--- Tasks to perform ---
[1] In the book listing, what city is Nathan Fidler said to be from?
[2] Using the review in the book listing, name every subject that the 28 poems are said to address.
[3] Reproduce the book listing word for word from "Format: Pamphlet, 32" up to and including "for a while.".

--- Extract provided ---
--

You Worry Too Much

ISBN: 9781915434173

Format: Pamphlet, 32 pages,

Available (Published: June 2024)

£7.00

Book details

Collecting poems with a sense of anxiety or an underlying itch – sometimes with a drop of wry humour – You Worry Too Much is the debut pamphlet of Nottingham-born poet Nathan Fidler. There are poems for people long gone, for people still here, and for tiny insects. There are poems about the strangeness of being alive, here with you. Often written last thing at night in the moments before nodding off, or after the buzz of a coffee in the morning, they acknowledge that we get these feelings sometimes, of doubt, of worry. Don't you? There aren't really any answers here, this isn't a self-help pamphlet. You'll just have to sit with that vague feeling for a while.

About the Author

Nathan Fidler’s keen interest in science fiction first turned him to words, something he's managed to use in his career as a copywriter in Nottingham. While studying for his Creative Writing degree he became hooked on writing poetry, but shortly after graduating he managed to quit. Then he fell off the wagon again. His work has been published in several magazines, including Rialto and The North.

1 review for You Worry Too Much

  1. 5 out of 5

    The cover on this debut pamphlet shows an unnamed astronaut stranded in the ocean. Never was an image so appropriately matched with content. From ‘the gravity of orbits unseen’ to the humble fly, this collection takes us from universal perspectives to the minutiae of the everyday.
    The 28 poems in this collection address relationships, love, death and life with an adroit hand, guiding us through pain and potential with a dark humoured hand that is hard to resist. The overriding power of this work comes from the unswerving of the second pronoun of the title. ‘You’ is at once internal and external, challenging the reader and suggesting a personal life that we never completely see. In ‘Scanning Obituaries’, ‘a man appears with the light from his phone / rummaging through the skip of your life.’
    Coupled with this technique are vivid characters that we’ve all met and worry about. There is ‘The Barmaid’, where ‘we could own this world / of worn, patterned carpets, / carved up, sticky table tops, / sharing a bag of ready salted’ and ‘Grief’s Idiot’ who ‘misses his first bride, that bitch with the kind eyes’.

--

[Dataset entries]
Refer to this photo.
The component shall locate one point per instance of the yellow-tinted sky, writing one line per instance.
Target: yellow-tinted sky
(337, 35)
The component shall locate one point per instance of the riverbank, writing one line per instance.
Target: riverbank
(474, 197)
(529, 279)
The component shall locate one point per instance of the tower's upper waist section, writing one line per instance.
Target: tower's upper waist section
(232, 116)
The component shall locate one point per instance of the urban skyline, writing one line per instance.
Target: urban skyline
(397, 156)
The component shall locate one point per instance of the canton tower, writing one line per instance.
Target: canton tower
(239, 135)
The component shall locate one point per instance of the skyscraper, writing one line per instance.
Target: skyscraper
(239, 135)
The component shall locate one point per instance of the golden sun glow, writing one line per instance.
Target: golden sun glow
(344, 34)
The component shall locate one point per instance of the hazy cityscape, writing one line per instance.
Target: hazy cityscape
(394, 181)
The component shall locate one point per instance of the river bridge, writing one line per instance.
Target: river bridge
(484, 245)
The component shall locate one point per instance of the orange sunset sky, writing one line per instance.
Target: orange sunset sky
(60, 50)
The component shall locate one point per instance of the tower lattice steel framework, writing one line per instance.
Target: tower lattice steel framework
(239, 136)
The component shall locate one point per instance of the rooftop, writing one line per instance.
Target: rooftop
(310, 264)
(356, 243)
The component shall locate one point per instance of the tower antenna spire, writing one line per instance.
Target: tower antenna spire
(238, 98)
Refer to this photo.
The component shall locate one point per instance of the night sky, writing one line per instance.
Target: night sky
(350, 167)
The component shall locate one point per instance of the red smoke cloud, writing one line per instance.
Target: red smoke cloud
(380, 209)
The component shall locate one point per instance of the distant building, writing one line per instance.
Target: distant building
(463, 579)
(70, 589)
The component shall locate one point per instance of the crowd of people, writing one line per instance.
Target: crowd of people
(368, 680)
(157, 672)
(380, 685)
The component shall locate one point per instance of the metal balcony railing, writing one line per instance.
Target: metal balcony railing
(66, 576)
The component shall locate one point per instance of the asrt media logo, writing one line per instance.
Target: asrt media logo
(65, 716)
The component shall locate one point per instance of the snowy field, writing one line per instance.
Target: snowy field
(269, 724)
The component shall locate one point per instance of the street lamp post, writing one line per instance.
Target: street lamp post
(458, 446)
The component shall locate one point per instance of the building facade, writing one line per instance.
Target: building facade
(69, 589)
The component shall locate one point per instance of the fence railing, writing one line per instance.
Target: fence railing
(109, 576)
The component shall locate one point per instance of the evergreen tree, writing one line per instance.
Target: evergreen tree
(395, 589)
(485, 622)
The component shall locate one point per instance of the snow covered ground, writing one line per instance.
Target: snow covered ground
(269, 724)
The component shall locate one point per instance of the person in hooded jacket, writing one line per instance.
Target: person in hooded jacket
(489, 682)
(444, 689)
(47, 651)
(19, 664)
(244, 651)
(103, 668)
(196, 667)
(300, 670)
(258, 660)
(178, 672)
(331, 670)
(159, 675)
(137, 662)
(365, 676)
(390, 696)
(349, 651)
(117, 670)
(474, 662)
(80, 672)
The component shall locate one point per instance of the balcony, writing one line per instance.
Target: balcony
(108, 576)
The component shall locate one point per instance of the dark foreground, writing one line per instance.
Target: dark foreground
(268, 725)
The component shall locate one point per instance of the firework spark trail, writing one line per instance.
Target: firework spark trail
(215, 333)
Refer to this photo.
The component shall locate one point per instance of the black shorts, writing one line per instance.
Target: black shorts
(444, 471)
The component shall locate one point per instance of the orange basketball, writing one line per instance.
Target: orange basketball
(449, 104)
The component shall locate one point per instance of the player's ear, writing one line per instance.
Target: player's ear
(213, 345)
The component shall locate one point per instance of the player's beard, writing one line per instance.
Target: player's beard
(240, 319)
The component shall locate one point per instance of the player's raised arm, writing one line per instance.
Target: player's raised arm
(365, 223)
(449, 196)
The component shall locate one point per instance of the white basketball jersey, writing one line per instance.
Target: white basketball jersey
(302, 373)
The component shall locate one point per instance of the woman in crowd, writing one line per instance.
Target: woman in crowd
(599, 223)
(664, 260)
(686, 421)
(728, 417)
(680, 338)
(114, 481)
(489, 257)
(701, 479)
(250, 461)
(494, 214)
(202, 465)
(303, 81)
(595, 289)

--

--- Set of answers ---
[1] Nottingham

[2] Relationships, love, death and life.

[3]
Format: Pamphlet, 32 pages,

Available (Published: June 2024)

£7.00

Book details

Collecting poems with a sense of anxiety or an underlying itch – sometimes with a drop of wry humour – You Worry Too Much is the debut pamphlet of Nottingham-born poet Nathan Fidler. There are poems for people long gone, for people still here, and for tiny insects. There are poems about the strangeness of being alive, here with you. Often written last thing at night in the moments before nodding off, or after the buzz of a coffee in the morning, they acknowledge that we get these feelings sometimes, of doubt, of worry. Don't you? There aren't really any answers here, this isn't a self-help pamphlet. You'll just have to sit with that vague feeling for a while.